◆ What is expected:
Reproduce the records below; each should match the original exactly.

[Source data]
|---|
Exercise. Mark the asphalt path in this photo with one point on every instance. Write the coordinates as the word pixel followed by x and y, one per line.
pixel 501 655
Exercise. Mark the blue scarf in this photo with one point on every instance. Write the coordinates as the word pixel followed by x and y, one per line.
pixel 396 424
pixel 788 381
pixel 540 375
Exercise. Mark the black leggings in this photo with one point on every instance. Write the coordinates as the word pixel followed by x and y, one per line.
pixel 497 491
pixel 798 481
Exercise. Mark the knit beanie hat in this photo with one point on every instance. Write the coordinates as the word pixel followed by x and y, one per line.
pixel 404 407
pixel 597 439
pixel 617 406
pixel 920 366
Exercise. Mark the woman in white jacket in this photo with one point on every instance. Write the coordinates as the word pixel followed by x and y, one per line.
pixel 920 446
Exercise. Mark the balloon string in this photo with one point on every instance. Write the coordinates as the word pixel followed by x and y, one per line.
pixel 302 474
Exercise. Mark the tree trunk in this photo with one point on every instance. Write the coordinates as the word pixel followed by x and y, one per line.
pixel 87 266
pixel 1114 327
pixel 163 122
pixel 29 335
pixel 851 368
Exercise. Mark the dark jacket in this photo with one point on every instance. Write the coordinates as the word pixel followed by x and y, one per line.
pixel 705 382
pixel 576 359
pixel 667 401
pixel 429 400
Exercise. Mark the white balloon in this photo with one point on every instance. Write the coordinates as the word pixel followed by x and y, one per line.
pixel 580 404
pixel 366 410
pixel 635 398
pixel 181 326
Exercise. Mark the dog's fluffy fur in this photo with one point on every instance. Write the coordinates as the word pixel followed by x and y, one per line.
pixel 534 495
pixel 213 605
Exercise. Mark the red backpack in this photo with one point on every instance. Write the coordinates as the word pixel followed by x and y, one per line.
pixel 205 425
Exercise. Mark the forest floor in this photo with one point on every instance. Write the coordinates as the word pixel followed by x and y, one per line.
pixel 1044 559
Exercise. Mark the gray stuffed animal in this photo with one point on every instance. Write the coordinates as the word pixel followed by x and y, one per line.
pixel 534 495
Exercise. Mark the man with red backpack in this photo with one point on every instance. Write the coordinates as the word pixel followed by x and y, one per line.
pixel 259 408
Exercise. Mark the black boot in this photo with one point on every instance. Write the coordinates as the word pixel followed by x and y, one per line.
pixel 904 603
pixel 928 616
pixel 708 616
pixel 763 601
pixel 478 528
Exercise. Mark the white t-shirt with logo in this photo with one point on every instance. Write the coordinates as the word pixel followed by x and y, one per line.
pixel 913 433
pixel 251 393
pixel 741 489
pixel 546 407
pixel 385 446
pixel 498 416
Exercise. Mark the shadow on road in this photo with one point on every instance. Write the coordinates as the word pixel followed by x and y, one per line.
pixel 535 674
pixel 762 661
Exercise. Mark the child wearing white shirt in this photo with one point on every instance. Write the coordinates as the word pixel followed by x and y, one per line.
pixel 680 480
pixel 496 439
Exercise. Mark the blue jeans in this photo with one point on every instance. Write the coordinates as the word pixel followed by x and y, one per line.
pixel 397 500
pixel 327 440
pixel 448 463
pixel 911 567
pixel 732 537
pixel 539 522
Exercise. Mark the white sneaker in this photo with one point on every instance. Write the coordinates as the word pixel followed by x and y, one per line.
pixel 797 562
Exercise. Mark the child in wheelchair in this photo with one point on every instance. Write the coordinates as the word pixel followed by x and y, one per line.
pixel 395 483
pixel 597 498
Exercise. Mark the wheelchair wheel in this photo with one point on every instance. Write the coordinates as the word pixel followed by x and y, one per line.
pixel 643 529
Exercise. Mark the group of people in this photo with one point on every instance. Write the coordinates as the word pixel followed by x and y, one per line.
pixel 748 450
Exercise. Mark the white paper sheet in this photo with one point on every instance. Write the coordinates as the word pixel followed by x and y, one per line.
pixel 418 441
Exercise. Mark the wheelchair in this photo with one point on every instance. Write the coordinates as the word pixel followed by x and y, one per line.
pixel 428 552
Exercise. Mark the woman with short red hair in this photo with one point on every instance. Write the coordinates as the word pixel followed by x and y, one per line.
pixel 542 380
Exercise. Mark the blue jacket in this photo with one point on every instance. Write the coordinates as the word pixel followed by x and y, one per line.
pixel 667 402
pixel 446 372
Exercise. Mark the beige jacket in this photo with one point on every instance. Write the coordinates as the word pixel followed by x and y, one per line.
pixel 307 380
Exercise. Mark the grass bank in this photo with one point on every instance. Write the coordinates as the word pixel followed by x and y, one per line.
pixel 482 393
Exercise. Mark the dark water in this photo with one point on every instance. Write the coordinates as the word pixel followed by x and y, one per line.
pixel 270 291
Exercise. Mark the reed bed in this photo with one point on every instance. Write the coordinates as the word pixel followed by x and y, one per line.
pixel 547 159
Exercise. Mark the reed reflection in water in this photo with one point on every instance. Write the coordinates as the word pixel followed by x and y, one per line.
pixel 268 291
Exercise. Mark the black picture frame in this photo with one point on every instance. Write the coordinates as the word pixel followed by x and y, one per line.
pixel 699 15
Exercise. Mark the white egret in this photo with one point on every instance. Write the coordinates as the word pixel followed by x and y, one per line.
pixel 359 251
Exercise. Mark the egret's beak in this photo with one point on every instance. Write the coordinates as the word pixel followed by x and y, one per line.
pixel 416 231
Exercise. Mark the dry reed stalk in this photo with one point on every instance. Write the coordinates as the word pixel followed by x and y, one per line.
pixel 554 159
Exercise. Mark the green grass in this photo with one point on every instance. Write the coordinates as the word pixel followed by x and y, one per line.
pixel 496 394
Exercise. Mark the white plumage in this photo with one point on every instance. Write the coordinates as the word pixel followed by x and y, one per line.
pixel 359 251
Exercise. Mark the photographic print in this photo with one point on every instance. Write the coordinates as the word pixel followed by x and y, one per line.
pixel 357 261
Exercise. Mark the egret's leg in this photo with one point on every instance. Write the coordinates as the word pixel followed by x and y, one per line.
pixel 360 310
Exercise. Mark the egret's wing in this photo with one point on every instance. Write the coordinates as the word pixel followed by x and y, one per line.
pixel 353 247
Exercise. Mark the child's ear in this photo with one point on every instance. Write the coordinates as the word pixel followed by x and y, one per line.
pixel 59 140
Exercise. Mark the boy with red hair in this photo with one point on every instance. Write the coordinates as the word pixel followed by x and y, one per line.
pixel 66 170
|---|
◆ Problem solution:
Exercise. Mark the asphalt path in this photo with one point on every instance. Write the coordinates as the word pixel followed by x and y, one per line.
pixel 501 655
Exercise. Mark the blue scarf in this photo with one point on every instance. Write the coordinates as the word pixel followed by x and y, one per line.
pixel 396 424
pixel 788 381
pixel 540 375
Exercise. Mark the black leggings in this photo with one point on every instance. Write the coordinates as the word pixel followed by x and y, one per line.
pixel 497 491
pixel 798 481
Exercise. Mark the knit beanie hat in this photo with one point on every instance. Write the coordinates as the word pixel followed by x and y, one per line.
pixel 404 407
pixel 597 439
pixel 617 406
pixel 920 366
Exercise. Mark the woman in white jacket in this photo with one point on every instance. Write the coordinates as the word pixel followed by x and y, one per line.
pixel 920 446
Exercise. Mark the balloon string in this photo with one point on every instance. Write the coordinates as the word pixel followed by x and y, one per line.
pixel 302 474
Exercise. Mark the tree trunk in this photo with one point on every instance. Write the coordinates as the word pixel followed by x and y, one per line.
pixel 87 266
pixel 1114 327
pixel 163 122
pixel 29 335
pixel 851 368
Exercise. Mark the dark jacket in this photo with one point on every instance. Write the coordinates as the word pixel followed by x and y, one per line.
pixel 705 382
pixel 576 359
pixel 667 401
pixel 429 400
Exercise. Mark the white balloon in this photo with one point on every instance. Write the coordinates as the word pixel followed by x and y, one per line.
pixel 580 404
pixel 366 410
pixel 635 398
pixel 181 326
Exercise. Mark the dog's fluffy fur in this photo with one point on every instance. Write the coordinates as the word pixel followed by x and y, one per line.
pixel 534 495
pixel 213 605
Exercise. Mark the red backpack in this photo with one point on every instance. Write the coordinates as the word pixel followed by x and y, one per line.
pixel 205 425
Exercise. Mark the forest floor in this photo with one point on every instance. Write the coordinates as the word pixel followed by x and y, one per line.
pixel 1044 559
Exercise. Mark the gray stuffed animal in this photo with one point on every instance. Write the coordinates as the word pixel followed by x and y, one per line.
pixel 534 495
Exercise. Mark the man with red backpack in this photo with one point on every instance. Write the coordinates as the word pixel followed by x and y, one per line.
pixel 259 408
Exercise. Mark the black boot in this photo with one point on every instance. Write the coordinates as the word pixel followed by x and y, one per line.
pixel 904 603
pixel 928 616
pixel 708 616
pixel 763 601
pixel 478 528
Exercise. Mark the white t-shirt with logo in this photo with one point on every instance. Write the coordinates as the word pixel followed by x and y, one per line.
pixel 913 433
pixel 251 393
pixel 741 489
pixel 546 407
pixel 385 446
pixel 498 416
Exercise. Mark the shadow on road in this photo with one point on every instance. Write the coordinates as the word pixel followed by x and y, one per line.
pixel 535 674
pixel 762 661
Exercise. Mark the child wearing white shirt in this photo with one point on every instance. Write the coordinates as the word pixel followed by x and y, one per line.
pixel 680 480
pixel 496 439
Exercise. Mark the blue jeans in this photo with one point on every instance. Write the coordinates as the word pixel followed by x and y, one per line.
pixel 397 500
pixel 327 440
pixel 448 463
pixel 911 567
pixel 732 537
pixel 539 522
Exercise. Mark the white sneaker in this photo with one point on every instance. Write the coordinates as the word pixel followed by x and y, one per line.
pixel 797 562
Exercise. Mark the child in wheelchair in this photo with one point on every instance. Write the coordinates as the word pixel followed by x and y, one per line.
pixel 395 483
pixel 597 498
Exercise. Mark the wheelchair wheel in this photo with one point on every instance. Write the coordinates as the word pixel followed by x and y, one per line.
pixel 643 529
Exercise. Mark the group of people in this photo with one point on every instance. Write the coordinates as the word pixel followed by x and y, one per line.
pixel 748 450
Exercise. Mark the white paper sheet in this photo with one point on every instance. Write the coordinates as the word pixel followed by x and y, one per line.
pixel 418 441
Exercise. Mark the wheelchair in this photo with one point on every instance. Write the coordinates as the word pixel followed by x and y, one per line.
pixel 428 552
Exercise. Mark the woman with short red hair in this photo with one point on every instance. Write the coordinates as the word pixel followed by x and y, one per line.
pixel 542 380
Exercise. Mark the blue jacket in this photo with one point on every instance. Write the coordinates as the word pixel followed by x and y, one per line.
pixel 667 402
pixel 446 372
Exercise. Mark the beige jacket in this photo with one point on every instance. Write the coordinates as the word pixel followed by x and y, one per line.
pixel 307 380
Exercise. Mark the grass bank in this photo with one point on every instance. Write the coordinates as the word pixel followed by x and y, one per line.
pixel 482 393
Exercise. Mark the dark water in this photo with one point on every instance. Write the coordinates as the word pixel followed by x and y, one per line.
pixel 270 291
Exercise. Mark the reed bed in this photo with one point on every instance. Write the coordinates as the word pixel followed by x and y, one per line.
pixel 547 159
Exercise. Mark the reed reflection in water in this photo with one point on every instance. Write the coordinates as the word pixel followed by x and y, one per line.
pixel 268 291
Exercise. Mark the black picture frame in this photo with one point on every instance. Write the coordinates as the word pixel followed by x and y, one per line.
pixel 699 15
Exercise. Mark the white egret in this photo with one point on every instance. Write the coordinates as the word pixel followed by x and y, one per line.
pixel 359 251
Exercise. Mark the egret's beak in this photo with one point on every instance. Write the coordinates as the word pixel followed by x and y, one per line.
pixel 416 231
Exercise. Mark the dry reed stalk in this photo with one point on every instance. Write the coordinates as the word pixel followed by x and y, one per line.
pixel 554 159
Exercise. Mark the green grass in this photo with one point on every instance. Write the coordinates as the word pixel followed by x and y, one per line.
pixel 496 394
Exercise. Mark the white plumage in this photo with one point on every instance. Write the coordinates as the word pixel followed by x and y, one per line.
pixel 359 251
Exercise. Mark the photographic print in this photo with one point on every instance. Write the coordinates as the word pixel followed by x and y, one per line.
pixel 357 261
Exercise. Mark the egret's leg in this photo with one point on every instance. Write the coordinates as the word pixel followed by x and y, one per line.
pixel 360 310
Exercise. Mark the egret's wing in this photo with one point on every instance. Write the coordinates as the word pixel followed by x and y, one per line.
pixel 353 247
Exercise. Mark the child's ear in this photo with one point on every instance. Write the coordinates as the word pixel followed by x and y, one per line.
pixel 59 140
Exercise. Mark the boy with red hair in this photo with one point on every instance. Write the coordinates as the word pixel followed by x and y, one per line.
pixel 66 170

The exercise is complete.